Tony Hoare and His Imprint on Computer Science

Had they included just one of Tony Hoare’s achievements, many scientific careers would be considered prestigious enough. His had a long list, unfortunately closed by his passing away at the age of 92 on March 5. There is no place to describe them all in detail in the present post. (A longer version appears on my personal blog, which includes a bibliography with over 30 entries.) A good summary of Hoare’s career, by Garfinkel and Spafford, is published on the CACM website.

Beyond the facts of this career, we must note at the outset that “Hoare contribution” also connotes an unmistakable style. In his Turing lecture, he stated that for him there was no clear delimitation between research and writing. Here for example is his explanation of the (profound) rule that he introduced for the axiomatics of recursion:

The solution to the infinite regress is simple and dramatic: to permit the use of the desired conclusion as a hypothesis in the proof of the body itself. Thus we are permitted to prove that the procedure body possesses a property, on the assumption that every recursive call possesses that property, and then to assert categorically that every call, recursive or otherwise, has that property. This assumption of what we want to prove before embarking on the proof explains well the aura of magic which attends a programmer’s first introduction to recursive programming.

Who else writes like this? Style is the defining characteristic of Hoare’s work, not just writing style but scientific style, always elegant and focused on what truly matters.

To many, Hoare appeared as the quintessential computer science professor, and may have cultivated this image (I do not remember ever seeing him without a tie, or have any such photo, and the absence of a suit jacket on the boat above stands out as an exception); but this impression is in part misleading. He started his career as a programmer and manager in industry. The academic background he did have was unconventional: the classics at Oxford. He did not have a doctorate (other than the many honorary ones he gained later).

A Beautiful Algorithm and Its Beautiful Description

Hoare’s name burst into the computer science scene with the publication of a sorting algorithm used today in millions of programs, Quicksort. Quick because it can sort an array of n elements in time proportional in most cases to n log n, meaning “almost linear.”

Quicksort is based on the idea that a straightforward linear-time solution exists for a more limited problem, “partitioning”: reorganize the array so that smaller values appear first, followed by larger values. If we can do this, we have made a big step, since the two slices of the partition are, taken globally, at their definitive places in the future sorted array. And each has fewer elements than the original! It then suffices to repeat the process until we get slices of size 1 (or zero) and the array will be sorted.

How do we partition it? First, to define “smaller” and “larger,” we choose a value, the “pivot.” We start from the left of the array (where we eventually want only small elements) and move a cursor right, stopping when we find a large element. Symmetrically, we start another cursor from the right and move left, until we find a small element. If the cursors have crossed, we are done: the array is partitioned. If not, we swap the two out-of-place elements, and continue the process, both cursors picking up where they stopped. The time is linear since we examine each element just once (the cursors never go back).

**List of tasks**
1. Reproduce the part of the Hoare article that begins with "Had they included" and ends after "the CACM website.".
2. Answer from the Hoare article:
(a) At what age and on what date did Hoare die?
(b) What did Hoare study at Oxford?
(c) Who wrote the summary of Hoare's career published on the CACM website?
3. According to the Hoare article, why is partitioning the array a big step toward sorting it?
Work only from the Hoare article.

**Supplied records**

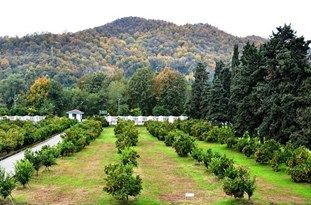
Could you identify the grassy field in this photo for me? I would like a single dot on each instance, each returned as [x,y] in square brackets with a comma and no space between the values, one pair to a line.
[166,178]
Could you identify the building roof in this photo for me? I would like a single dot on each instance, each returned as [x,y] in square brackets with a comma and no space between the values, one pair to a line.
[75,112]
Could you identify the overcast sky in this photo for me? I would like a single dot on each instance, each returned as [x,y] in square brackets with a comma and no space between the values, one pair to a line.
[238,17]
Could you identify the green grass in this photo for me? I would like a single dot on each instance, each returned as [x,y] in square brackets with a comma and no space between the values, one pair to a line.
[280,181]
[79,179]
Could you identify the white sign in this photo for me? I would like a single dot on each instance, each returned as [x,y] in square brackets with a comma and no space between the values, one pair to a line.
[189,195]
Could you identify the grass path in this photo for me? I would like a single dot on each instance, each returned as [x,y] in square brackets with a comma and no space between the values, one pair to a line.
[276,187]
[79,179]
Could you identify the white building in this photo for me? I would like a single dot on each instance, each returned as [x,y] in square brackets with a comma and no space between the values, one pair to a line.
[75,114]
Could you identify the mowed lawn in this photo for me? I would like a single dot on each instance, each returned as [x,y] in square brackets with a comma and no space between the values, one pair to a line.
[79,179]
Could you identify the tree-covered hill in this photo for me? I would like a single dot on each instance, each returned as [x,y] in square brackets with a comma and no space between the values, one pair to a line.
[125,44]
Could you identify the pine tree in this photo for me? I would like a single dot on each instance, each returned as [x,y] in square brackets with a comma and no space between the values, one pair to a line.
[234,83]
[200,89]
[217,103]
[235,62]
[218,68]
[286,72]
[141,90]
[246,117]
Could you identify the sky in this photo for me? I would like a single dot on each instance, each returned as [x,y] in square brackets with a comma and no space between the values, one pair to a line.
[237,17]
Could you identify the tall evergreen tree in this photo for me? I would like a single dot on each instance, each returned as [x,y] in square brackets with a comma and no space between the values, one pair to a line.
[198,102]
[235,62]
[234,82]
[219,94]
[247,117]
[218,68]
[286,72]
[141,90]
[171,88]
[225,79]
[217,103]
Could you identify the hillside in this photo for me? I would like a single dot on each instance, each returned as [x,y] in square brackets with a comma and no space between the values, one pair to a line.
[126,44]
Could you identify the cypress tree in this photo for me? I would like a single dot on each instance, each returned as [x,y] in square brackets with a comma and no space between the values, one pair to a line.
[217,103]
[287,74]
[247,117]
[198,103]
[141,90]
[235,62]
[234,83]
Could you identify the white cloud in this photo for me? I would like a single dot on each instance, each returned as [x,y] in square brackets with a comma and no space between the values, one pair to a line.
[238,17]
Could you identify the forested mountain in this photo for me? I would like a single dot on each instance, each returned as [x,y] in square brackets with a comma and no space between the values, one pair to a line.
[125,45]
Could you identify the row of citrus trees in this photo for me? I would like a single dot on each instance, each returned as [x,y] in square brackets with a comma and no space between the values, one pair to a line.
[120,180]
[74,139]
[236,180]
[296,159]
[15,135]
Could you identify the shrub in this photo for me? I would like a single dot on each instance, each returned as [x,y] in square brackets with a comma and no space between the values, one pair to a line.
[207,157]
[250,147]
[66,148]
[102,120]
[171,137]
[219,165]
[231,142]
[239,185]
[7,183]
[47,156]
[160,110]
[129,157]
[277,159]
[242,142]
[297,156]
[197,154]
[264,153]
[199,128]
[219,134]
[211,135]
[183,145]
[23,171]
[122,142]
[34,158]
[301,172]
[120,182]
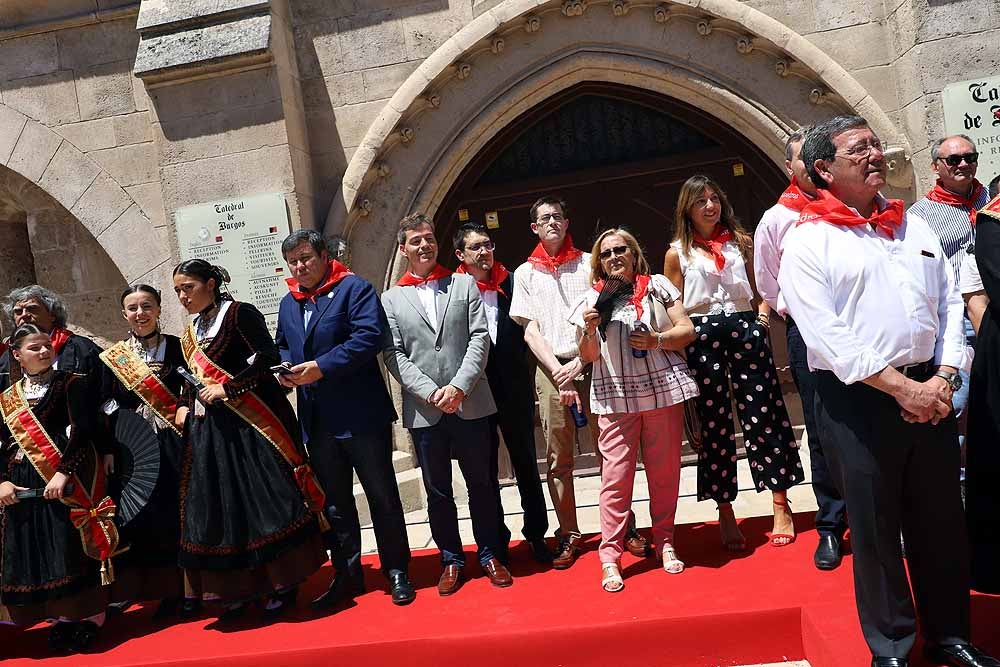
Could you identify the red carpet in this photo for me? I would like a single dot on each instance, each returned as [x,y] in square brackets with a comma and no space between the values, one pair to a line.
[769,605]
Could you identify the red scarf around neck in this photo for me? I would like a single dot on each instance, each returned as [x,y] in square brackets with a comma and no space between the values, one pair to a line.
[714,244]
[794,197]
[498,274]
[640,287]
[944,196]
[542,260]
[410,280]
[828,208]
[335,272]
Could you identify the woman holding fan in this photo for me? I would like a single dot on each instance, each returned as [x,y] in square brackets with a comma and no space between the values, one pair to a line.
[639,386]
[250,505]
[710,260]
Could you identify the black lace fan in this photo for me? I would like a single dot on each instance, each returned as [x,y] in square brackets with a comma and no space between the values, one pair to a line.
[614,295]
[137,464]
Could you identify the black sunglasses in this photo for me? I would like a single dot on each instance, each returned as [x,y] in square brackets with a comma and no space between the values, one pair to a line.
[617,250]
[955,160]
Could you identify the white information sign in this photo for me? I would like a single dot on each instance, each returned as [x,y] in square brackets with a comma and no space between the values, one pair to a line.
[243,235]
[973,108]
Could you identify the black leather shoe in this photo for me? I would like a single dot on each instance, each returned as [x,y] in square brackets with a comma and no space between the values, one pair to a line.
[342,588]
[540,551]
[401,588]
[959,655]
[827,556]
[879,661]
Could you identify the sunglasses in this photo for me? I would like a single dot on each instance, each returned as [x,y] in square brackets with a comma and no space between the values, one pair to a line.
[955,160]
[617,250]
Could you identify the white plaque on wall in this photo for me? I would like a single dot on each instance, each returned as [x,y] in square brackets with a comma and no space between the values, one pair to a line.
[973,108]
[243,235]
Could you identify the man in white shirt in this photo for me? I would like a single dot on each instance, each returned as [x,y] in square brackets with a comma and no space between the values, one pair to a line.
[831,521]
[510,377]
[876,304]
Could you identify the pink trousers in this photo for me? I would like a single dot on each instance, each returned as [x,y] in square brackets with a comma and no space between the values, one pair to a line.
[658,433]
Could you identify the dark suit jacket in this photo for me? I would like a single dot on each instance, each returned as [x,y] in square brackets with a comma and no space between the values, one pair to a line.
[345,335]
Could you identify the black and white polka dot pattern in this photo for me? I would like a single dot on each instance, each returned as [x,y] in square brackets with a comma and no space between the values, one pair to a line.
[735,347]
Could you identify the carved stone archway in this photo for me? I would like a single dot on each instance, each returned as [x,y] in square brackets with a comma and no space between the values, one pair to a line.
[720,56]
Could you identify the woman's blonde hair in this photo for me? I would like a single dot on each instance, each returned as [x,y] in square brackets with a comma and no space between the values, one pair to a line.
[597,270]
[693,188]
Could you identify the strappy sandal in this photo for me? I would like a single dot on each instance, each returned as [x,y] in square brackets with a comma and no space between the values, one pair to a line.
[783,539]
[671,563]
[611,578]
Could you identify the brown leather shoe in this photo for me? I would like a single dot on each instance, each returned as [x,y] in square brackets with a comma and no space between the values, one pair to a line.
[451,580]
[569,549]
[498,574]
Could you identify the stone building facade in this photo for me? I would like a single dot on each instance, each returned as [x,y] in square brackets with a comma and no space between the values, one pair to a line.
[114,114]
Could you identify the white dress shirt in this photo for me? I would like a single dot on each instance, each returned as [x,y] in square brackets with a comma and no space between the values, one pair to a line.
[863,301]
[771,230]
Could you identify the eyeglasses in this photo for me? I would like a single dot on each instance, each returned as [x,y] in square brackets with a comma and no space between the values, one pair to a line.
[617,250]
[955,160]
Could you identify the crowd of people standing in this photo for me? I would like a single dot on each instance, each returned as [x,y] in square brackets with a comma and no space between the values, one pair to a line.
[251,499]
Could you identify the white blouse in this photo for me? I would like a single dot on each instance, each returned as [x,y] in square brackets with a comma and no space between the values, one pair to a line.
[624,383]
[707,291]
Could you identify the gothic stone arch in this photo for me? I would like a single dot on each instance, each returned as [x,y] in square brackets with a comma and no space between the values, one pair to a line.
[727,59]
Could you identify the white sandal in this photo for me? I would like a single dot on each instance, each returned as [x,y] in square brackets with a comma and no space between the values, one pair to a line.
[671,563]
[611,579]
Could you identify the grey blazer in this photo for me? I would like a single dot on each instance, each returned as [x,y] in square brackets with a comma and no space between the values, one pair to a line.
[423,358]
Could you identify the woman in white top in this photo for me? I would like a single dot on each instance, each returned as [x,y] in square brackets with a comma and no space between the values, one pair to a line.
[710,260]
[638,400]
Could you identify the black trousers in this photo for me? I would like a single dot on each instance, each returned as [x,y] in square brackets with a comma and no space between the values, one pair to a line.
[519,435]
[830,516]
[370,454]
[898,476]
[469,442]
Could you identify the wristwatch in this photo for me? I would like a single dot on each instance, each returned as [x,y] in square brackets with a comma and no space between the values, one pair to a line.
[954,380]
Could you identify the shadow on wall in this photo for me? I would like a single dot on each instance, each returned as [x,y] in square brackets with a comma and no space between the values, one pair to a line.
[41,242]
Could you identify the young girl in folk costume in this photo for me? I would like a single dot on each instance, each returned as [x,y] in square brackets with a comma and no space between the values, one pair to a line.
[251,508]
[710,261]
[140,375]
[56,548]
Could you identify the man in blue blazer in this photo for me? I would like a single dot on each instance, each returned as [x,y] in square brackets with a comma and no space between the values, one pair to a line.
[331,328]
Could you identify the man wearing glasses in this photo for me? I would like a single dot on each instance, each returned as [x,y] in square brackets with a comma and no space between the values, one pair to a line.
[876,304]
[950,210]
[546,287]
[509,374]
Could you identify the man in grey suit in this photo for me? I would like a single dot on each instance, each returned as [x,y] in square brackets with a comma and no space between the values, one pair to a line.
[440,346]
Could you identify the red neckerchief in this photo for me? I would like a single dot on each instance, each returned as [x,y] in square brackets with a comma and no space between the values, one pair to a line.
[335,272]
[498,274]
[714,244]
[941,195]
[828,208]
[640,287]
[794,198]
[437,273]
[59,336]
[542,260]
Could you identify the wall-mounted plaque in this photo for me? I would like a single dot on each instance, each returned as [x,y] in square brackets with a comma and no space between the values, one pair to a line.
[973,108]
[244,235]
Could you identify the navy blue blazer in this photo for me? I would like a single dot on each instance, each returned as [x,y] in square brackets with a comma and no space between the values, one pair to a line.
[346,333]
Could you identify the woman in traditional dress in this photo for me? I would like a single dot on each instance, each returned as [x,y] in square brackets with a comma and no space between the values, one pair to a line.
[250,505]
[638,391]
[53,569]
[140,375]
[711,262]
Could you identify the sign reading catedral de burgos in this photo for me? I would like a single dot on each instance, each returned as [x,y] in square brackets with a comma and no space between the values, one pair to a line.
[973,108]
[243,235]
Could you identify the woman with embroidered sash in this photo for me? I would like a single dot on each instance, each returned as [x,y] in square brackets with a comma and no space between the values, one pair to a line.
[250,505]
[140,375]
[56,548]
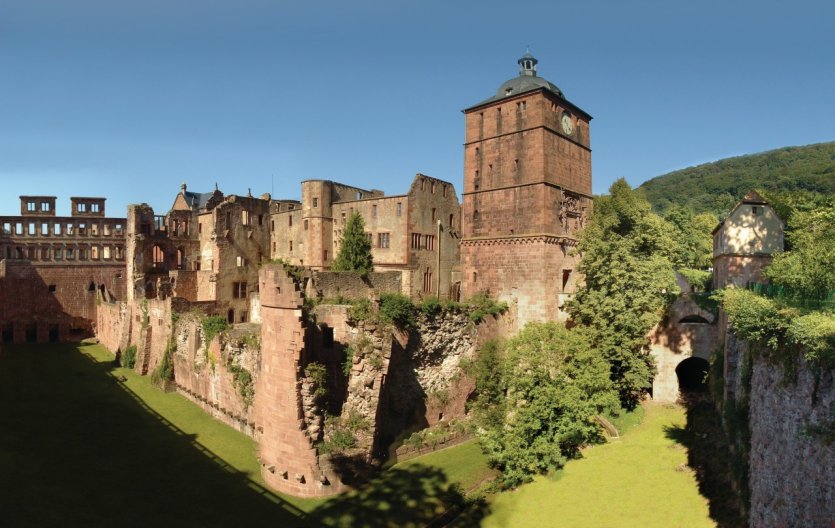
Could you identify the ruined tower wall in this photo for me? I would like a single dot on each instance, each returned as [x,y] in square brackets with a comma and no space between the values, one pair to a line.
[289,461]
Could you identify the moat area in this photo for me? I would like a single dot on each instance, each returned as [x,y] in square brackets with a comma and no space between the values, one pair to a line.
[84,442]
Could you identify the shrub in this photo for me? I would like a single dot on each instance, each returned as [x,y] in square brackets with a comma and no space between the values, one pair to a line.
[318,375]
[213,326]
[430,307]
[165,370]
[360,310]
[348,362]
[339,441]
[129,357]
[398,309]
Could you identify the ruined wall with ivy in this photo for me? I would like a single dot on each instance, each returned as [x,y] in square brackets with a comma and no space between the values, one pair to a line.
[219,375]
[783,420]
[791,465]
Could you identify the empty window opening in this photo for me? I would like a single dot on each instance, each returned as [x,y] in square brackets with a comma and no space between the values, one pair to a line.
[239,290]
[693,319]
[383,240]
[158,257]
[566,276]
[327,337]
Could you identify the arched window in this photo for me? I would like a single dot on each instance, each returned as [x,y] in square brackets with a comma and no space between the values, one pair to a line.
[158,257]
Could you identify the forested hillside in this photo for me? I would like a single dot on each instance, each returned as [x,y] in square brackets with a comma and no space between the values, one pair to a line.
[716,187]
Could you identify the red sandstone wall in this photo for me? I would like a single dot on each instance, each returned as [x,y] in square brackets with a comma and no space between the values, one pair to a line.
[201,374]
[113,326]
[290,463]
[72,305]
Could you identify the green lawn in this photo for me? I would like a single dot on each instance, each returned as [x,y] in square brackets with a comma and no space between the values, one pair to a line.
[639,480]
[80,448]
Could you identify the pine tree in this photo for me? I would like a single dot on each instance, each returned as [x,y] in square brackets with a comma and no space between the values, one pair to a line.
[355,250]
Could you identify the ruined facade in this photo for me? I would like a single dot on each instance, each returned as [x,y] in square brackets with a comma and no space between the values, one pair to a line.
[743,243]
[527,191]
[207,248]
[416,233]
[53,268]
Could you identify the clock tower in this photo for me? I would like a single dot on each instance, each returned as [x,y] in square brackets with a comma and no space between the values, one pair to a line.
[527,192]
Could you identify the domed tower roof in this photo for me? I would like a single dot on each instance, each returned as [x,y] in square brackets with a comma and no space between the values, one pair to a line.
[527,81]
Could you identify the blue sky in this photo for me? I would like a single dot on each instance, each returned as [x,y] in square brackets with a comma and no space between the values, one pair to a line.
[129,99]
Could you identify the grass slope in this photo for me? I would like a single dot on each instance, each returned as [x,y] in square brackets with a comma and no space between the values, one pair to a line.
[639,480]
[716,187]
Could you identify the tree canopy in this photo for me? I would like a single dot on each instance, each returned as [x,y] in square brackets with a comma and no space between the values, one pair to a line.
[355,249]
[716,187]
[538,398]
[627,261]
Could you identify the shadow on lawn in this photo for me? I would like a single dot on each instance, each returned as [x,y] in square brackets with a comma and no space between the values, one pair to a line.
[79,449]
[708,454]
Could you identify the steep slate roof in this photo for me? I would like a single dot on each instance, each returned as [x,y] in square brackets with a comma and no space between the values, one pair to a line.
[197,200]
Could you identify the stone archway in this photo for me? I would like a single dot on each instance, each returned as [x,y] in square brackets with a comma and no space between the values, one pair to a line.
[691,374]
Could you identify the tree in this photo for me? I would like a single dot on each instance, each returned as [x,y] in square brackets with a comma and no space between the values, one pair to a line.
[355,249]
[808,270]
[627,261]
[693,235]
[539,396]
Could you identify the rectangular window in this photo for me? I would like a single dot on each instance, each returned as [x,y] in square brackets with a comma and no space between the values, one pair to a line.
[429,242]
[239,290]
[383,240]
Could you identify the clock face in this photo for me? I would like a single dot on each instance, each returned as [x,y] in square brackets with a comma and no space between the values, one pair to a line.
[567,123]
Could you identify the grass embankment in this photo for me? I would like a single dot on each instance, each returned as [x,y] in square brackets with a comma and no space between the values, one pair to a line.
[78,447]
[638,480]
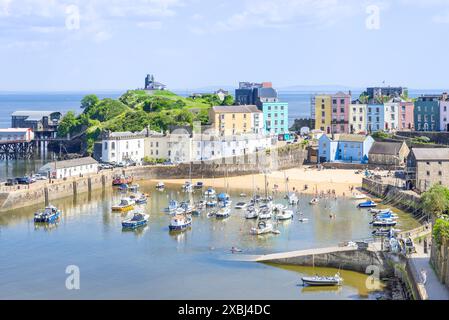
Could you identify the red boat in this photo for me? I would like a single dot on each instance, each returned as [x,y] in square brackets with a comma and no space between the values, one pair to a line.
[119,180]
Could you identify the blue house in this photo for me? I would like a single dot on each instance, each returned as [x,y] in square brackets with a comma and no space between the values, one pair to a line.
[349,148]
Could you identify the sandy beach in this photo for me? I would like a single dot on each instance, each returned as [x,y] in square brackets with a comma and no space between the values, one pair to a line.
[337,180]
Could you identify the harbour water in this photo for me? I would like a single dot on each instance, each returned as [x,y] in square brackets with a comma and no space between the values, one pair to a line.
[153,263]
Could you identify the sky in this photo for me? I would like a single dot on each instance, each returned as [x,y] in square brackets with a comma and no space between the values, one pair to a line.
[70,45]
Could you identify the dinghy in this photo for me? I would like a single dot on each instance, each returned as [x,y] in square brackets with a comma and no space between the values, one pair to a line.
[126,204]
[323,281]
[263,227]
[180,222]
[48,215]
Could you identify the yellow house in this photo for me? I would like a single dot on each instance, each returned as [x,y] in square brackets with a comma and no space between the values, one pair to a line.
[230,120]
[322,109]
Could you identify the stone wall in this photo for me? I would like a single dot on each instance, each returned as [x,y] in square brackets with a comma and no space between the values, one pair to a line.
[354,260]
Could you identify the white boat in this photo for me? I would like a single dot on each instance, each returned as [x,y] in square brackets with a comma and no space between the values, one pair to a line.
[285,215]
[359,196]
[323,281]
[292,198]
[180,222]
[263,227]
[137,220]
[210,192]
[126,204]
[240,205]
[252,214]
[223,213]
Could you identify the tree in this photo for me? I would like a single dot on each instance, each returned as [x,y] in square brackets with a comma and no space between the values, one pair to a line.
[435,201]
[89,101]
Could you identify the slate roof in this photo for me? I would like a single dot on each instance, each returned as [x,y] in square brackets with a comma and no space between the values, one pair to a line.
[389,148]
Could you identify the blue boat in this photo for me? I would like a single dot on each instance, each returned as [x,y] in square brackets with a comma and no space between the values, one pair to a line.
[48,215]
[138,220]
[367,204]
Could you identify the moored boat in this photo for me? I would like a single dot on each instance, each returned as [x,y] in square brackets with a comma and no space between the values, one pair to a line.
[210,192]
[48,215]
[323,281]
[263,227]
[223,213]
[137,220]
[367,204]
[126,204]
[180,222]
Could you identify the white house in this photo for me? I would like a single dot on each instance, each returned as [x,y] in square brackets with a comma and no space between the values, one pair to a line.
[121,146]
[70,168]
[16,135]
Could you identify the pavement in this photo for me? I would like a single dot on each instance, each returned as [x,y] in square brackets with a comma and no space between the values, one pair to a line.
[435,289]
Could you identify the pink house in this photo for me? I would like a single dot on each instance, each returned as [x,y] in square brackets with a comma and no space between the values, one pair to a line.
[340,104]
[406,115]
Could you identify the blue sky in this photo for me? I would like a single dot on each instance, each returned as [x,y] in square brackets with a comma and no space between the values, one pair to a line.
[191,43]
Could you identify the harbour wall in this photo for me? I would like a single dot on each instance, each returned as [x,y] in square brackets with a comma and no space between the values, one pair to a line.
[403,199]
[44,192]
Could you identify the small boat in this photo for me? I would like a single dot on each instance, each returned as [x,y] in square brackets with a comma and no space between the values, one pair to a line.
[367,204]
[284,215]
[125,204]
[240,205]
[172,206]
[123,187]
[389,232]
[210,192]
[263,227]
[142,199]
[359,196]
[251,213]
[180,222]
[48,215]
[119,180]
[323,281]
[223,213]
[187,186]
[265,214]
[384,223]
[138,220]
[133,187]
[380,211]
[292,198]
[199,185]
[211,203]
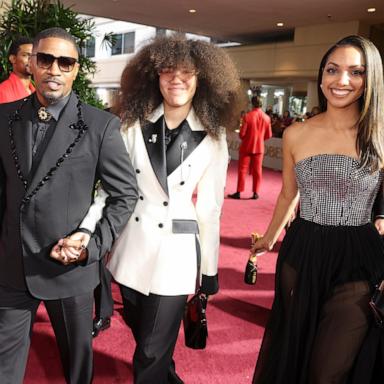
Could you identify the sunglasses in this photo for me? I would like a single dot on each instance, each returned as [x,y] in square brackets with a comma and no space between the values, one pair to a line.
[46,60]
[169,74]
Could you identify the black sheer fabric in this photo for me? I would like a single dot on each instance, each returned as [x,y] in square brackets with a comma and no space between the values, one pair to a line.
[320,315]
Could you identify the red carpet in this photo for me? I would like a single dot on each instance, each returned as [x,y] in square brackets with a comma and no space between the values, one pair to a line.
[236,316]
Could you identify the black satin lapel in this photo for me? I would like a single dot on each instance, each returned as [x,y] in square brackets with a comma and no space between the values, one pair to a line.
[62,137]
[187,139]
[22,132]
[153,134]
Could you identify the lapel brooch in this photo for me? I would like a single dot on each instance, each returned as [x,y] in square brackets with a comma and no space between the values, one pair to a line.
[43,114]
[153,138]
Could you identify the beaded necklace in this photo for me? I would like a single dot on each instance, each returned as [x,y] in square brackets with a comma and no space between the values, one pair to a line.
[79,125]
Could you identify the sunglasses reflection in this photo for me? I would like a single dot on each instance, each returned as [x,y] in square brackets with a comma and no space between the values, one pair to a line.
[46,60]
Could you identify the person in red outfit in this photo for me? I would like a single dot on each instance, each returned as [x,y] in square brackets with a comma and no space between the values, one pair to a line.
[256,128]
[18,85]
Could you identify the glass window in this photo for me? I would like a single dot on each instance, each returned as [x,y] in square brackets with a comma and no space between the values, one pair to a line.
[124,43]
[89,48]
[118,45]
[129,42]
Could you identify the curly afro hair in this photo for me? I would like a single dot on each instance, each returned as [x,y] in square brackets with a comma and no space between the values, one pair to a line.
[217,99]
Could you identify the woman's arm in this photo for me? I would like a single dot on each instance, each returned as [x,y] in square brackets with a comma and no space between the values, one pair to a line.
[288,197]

**Solutions to each task**
1.
Had they included just one of Tony Hoare’s achievements, many scientific careers would be considered prestigious enough. His had a long list, unfortunately closed by his passing away at the age of 92 on March 5. There is no place to describe them all in detail in the present post. (A longer version appears on my personal blog, which includes a bibliography with over 30 entries.) A good summary of Hoare’s career, by Garfinkel and Spafford, is published on the CACM website.

2.
(a) He died at 92, on March 5.
(b) He studied the classics.
(c) Garfinkel and Spafford wrote it.

3. After partitioning, the two slices are, taken globally, at their definitive places in the future sorted array, and each has fewer elements than the original. Repeating the process until the slices reach size 1 or zero therefore sorts the whole array.